== PROVIDED ENTRIES ==
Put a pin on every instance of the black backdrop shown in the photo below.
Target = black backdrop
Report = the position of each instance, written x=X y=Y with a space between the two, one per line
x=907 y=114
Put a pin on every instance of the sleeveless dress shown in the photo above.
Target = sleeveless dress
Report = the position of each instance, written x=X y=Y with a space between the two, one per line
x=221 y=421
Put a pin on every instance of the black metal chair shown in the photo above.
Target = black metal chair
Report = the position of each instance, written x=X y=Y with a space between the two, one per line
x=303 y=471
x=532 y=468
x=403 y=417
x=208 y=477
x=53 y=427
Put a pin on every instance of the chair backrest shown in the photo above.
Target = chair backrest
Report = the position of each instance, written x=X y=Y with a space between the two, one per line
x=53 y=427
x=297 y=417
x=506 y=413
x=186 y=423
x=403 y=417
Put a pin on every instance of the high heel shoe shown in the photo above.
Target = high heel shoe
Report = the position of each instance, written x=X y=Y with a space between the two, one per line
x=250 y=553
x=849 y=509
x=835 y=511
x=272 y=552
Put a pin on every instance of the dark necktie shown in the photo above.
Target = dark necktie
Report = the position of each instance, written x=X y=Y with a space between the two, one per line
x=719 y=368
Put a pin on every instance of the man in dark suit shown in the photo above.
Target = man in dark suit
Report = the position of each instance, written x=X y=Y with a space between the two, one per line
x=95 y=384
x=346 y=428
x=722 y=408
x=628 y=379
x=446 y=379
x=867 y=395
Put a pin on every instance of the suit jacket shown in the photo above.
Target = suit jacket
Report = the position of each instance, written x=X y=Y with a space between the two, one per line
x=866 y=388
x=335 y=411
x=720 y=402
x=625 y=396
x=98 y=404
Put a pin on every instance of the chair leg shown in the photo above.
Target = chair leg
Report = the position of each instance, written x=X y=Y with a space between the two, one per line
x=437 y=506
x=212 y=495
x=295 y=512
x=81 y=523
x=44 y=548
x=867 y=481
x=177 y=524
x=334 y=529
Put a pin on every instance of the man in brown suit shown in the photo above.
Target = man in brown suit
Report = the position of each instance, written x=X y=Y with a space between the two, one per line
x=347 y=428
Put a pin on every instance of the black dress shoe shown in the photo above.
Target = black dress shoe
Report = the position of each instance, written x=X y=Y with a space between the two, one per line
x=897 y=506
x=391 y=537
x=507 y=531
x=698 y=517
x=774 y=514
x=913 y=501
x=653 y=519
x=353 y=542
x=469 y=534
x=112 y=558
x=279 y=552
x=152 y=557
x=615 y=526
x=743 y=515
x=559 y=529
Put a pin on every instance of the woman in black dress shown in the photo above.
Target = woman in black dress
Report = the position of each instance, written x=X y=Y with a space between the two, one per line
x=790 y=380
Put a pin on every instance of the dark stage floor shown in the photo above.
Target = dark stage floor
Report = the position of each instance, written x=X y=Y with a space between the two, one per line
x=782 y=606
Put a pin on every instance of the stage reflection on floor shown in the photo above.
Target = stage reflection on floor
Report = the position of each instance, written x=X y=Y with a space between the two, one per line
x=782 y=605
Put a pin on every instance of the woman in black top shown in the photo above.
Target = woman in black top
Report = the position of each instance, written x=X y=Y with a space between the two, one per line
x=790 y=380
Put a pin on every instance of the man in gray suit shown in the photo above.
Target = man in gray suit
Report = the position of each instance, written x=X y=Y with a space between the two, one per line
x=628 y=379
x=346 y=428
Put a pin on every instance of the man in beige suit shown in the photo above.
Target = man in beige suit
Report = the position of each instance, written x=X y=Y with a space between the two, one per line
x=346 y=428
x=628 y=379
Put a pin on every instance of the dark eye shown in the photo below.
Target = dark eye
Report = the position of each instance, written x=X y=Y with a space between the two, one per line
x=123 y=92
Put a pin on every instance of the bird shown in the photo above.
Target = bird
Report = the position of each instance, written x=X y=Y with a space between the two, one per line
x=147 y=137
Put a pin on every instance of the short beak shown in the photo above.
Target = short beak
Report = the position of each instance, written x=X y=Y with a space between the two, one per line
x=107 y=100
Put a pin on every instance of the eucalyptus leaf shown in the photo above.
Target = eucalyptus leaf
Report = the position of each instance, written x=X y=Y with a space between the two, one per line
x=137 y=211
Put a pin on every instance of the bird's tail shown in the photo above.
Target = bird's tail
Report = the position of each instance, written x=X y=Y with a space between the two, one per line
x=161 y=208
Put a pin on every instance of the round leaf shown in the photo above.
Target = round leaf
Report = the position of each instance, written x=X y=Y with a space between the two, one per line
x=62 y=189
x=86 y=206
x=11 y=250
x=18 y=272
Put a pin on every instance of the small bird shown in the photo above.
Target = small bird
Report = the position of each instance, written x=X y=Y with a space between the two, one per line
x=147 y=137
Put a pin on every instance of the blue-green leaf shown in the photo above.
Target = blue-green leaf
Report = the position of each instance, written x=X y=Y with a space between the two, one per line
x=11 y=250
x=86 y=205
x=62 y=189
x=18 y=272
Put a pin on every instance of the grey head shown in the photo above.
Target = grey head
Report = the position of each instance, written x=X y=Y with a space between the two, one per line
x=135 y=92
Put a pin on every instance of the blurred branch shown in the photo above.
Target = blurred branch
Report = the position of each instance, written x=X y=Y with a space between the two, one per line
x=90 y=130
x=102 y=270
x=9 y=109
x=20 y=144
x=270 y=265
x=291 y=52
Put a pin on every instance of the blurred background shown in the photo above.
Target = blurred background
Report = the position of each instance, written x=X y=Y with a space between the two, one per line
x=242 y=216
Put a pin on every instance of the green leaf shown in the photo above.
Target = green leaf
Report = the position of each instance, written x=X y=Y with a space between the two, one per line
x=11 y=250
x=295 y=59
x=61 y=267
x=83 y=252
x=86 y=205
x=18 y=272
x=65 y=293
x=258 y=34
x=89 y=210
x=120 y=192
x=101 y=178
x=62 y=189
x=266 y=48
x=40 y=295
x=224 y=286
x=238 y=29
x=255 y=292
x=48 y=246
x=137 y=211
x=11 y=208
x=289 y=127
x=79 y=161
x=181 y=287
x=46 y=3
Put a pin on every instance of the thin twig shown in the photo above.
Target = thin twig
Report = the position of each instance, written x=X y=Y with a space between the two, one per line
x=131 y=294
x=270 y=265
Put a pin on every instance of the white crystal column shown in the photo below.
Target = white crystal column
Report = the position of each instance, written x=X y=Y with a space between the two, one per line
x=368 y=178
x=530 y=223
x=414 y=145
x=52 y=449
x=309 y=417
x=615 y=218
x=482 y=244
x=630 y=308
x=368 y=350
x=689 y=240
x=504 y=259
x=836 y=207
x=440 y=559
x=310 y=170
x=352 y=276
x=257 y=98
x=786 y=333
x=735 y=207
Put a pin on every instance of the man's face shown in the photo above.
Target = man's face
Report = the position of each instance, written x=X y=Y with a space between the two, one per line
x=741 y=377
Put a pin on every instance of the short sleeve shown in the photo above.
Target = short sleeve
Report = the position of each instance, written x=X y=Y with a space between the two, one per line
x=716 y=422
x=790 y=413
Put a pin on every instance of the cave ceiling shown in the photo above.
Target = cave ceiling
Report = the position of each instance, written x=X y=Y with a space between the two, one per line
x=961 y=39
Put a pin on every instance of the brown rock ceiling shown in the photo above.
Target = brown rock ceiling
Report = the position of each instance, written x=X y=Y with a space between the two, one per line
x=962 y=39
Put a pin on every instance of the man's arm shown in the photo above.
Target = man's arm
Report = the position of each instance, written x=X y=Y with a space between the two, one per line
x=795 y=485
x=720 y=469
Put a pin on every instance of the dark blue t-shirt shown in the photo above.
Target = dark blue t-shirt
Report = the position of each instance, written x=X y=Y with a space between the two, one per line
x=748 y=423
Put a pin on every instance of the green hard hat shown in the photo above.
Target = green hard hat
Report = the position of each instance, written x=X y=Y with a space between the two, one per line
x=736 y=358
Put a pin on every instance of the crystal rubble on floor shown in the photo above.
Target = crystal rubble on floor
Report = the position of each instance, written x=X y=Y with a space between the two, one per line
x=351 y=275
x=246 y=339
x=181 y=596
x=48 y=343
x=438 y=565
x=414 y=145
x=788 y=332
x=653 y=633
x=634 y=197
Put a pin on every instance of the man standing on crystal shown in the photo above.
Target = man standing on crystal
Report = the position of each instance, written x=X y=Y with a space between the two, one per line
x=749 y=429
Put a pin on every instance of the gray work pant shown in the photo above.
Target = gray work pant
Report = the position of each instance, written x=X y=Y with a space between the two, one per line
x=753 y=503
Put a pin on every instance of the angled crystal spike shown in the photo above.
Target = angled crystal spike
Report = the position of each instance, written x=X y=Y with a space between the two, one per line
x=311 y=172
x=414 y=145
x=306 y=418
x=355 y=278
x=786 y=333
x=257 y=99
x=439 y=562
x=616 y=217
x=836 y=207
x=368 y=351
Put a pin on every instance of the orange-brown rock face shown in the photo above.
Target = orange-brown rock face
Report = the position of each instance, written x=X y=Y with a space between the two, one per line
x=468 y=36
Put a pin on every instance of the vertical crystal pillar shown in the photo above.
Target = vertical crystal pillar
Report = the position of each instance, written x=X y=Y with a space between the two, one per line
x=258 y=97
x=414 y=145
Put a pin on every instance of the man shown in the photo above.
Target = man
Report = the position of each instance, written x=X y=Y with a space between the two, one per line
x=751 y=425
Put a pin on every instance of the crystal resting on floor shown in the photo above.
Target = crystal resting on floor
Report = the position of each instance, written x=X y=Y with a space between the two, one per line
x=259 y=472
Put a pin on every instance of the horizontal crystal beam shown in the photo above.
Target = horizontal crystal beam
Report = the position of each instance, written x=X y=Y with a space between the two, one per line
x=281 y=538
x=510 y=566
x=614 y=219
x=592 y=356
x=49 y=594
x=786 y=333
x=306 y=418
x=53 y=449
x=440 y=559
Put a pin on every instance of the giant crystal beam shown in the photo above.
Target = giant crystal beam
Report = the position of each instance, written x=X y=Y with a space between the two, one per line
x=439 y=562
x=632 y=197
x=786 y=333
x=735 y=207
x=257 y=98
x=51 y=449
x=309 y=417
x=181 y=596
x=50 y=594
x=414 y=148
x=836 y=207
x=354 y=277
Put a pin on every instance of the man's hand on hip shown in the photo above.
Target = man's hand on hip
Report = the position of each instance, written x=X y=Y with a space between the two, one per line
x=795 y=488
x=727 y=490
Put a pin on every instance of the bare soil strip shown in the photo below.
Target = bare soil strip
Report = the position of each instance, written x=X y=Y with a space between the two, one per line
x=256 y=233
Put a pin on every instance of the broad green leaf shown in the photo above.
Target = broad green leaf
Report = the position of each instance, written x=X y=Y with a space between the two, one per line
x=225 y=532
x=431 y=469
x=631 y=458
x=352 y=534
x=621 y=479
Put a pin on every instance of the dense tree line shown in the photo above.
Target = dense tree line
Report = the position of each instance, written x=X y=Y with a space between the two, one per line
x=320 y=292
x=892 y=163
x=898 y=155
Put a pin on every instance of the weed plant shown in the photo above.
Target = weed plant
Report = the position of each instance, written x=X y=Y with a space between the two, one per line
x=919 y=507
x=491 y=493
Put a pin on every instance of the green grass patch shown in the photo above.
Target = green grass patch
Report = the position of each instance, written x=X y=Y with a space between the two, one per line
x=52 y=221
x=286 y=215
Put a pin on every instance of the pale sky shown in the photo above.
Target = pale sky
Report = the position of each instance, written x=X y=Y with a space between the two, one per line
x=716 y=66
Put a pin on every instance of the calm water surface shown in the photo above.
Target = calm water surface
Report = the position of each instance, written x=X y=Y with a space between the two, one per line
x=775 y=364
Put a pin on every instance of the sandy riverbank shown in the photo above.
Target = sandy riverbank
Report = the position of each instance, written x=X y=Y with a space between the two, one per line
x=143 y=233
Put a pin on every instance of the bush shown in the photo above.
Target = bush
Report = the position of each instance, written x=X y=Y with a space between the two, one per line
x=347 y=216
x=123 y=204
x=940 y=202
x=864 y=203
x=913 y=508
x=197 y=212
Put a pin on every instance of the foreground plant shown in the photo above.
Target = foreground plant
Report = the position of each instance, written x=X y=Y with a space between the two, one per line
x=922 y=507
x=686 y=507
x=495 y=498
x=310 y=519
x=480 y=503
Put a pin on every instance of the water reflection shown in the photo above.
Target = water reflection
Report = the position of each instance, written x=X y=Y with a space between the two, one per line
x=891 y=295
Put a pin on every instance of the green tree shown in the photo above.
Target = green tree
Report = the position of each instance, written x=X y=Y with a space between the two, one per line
===
→ **THE TASK**:
Render the listing as a numbered list, starting with the line that contains "Put a pin on every instance of the man in dark" and going on through the line that contains "x=782 y=606", both included, with blank lines left out.

→ **OUTPUT BELOW**:
1. Put a pin on every instance of the man in dark suit shown in the photo above.
2. Target = man in dark suit
3. Report = the position of each instance, written x=X y=Y with a space between the two, one per line
4. x=95 y=384
5. x=346 y=428
6. x=722 y=408
7. x=628 y=379
8. x=446 y=379
9. x=867 y=395
10. Put a pin on every instance of the suit jacket shown in the photo above.
11. Target = suit jacket
12. Report = the position of each instance, written x=X y=Y with a space between the two, one per line
13. x=866 y=388
14. x=335 y=411
15. x=720 y=402
16. x=625 y=396
17. x=98 y=404
18. Put a pin on every instance of the chair leg shown in the photo above.
19. Target = chair leg
20. Report = the position of each instance, written x=X y=Y with a space between the two, one per line
21. x=437 y=506
22. x=212 y=495
23. x=295 y=512
24. x=81 y=523
25. x=44 y=548
26. x=867 y=481
27. x=177 y=524
28. x=334 y=529
29. Put a pin on every instance of the man in brown suit shown in the photo above.
30. Target = man in brown suit
31. Report = the position of each instance, written x=X y=Y with a space between the two, one per line
32. x=347 y=428
33. Put a pin on every instance of the black dress shoe shown in the photo above.
34. Target = black dress shoe
35. Report = the position of each instance, written x=X y=Y with a space between the two, one per line
36. x=897 y=506
37. x=391 y=537
38. x=507 y=531
39. x=698 y=517
40. x=774 y=514
41. x=913 y=501
42. x=653 y=519
43. x=353 y=542
44. x=469 y=534
45. x=112 y=558
46. x=279 y=552
47. x=152 y=557
48. x=615 y=526
49. x=743 y=515
50. x=559 y=529
51. Put a pin on every instance of the woman in black dress shown in the photo above.
52. Target = woman in black dress
53. Report = the position of each instance, written x=X y=Y with a space between the two, one per line
54. x=790 y=380
55. Put a pin on every instance of the dark stage floor shown in the photo above.
56. Target = dark stage floor
57. Report = the position of each instance, written x=X y=Y with a space between the two, one per line
58. x=782 y=606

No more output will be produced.